# STUDY MATERIAL
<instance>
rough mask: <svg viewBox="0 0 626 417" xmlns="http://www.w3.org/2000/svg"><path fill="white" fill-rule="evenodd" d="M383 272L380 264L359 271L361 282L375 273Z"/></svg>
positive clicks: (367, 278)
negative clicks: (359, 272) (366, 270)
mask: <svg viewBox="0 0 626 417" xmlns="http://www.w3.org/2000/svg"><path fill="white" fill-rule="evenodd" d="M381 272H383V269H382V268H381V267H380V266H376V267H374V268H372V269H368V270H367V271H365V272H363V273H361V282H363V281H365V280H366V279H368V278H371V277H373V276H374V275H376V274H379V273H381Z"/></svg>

# WHAT YOU SHOULD DO
Return the lines of the records exactly, starting from the first line of the records and ending with the line that contains "positive clicks: (367, 278)", including that line.

# RESPONSE TO THIS TASK
<instance>
rough mask: <svg viewBox="0 0 626 417" xmlns="http://www.w3.org/2000/svg"><path fill="white" fill-rule="evenodd" d="M383 272L380 264L359 271L361 282L375 273Z"/></svg>
positive clicks: (367, 278)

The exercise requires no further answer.